▶ _EXTRACTED RECORDS_:
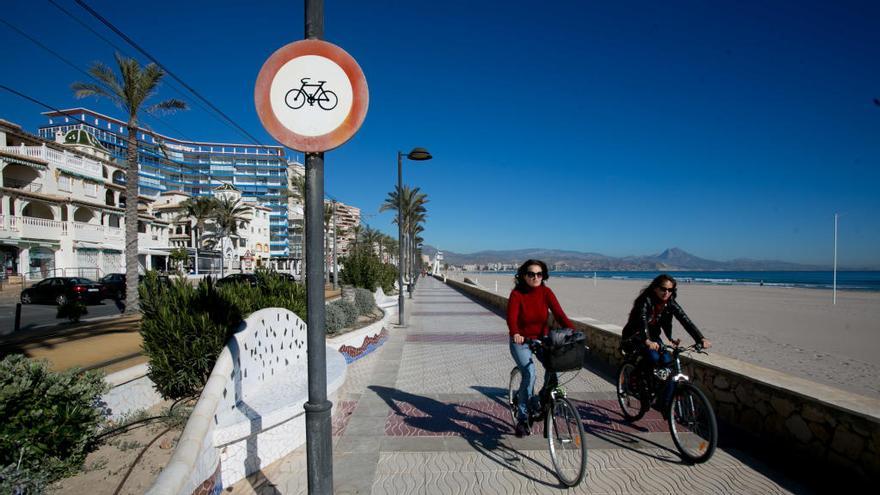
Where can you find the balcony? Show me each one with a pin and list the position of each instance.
(61, 159)
(88, 232)
(30, 186)
(38, 228)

▶ _GIVEN REQUEST_:
Reproduce every one of the records above word for word, leaving out the pictures.

▶ _RESPONSE_:
Where can you find the balcony? Show me each one with a pin and list the position of each instance.
(61, 159)
(88, 232)
(30, 186)
(38, 228)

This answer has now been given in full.